• **SOURCE DOCUMENT**:

**********

Site information
- Type: Army Airfields

Site history
- Built: 1940-1944
- In use: 1940--present

= Utah World War II Army Airfields =

During World War II, the United States Army Air Forces (USAAF) established numerous airfields in Utah for training pilots and aircrews of USAAF fighters and bombers.

Most of these airfields were under the command of Second Air Force or the Army Air Forces Training Command (AAFTC). However the other USAAF support commands (including Air Technical Service Command (ATSC)) commanded airfields in support roles.

In addition to AAF airfields, Dugway Army Air Field was established at Dugway Proving Ground, which had been established by the Chemical Warfare Service to test chemical attacks and defences. It is now Michael Army Airfield.

Many of the airfields were converted into municipal airports, some were returned to agriculture and several were retained as United States Air Force installations and were front-line bases during the Cold War. Hundreds of the temporary buildings that were used survive today, and are being used for other purposes.

**********

• **AIM**:
Please list the USAAF commands that the Utah airfields page above names as having commanded airfields.

• **GIVEN INFORMATION**:
**********

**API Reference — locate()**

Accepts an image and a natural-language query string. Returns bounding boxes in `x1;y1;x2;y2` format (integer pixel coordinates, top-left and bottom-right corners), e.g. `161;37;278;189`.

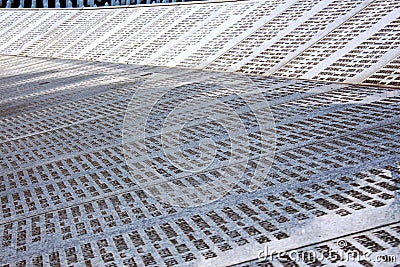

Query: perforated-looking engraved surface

**********

• **REPLY**:
Second Air Force; Army Air Forces Training Command (AAFTC); Air Technical Service Command (ATSC)